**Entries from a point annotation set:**

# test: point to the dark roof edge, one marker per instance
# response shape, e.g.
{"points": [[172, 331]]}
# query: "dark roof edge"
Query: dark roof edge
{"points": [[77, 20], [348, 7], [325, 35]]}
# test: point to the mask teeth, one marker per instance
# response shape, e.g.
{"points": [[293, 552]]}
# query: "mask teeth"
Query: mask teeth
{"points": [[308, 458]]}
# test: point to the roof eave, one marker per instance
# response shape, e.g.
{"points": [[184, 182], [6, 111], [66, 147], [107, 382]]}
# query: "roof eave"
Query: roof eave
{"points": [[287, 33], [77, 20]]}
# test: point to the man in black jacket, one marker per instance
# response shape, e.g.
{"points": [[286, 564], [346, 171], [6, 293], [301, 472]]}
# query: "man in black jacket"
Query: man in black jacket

**Problem to work on:** Starting at the line that contains "# test: point to the mask" and continuing through the end of the items, change each "response shape" to "expected format". Reproduce only those lines, with nothing else altered.

**Solution for this exercise:**
# test: point to the mask teeth, one marker per instance
# expected format, e.g.
{"points": [[293, 552]]}
# query: "mask teeth"
Query: mask teeth
{"points": [[308, 458]]}
# test: point to the roof eave, one marker per instance
# expected format, e.g.
{"points": [[184, 182], [6, 111], [66, 147], [107, 382]]}
# query: "roof eave"
Query: roof eave
{"points": [[287, 33], [77, 20]]}
# test: point to the man in black jacket, one marker per instance
# expected format, e.g.
{"points": [[286, 564], [346, 171], [6, 293], [301, 472]]}
# query: "man in black jacket"
Query: man in black jacket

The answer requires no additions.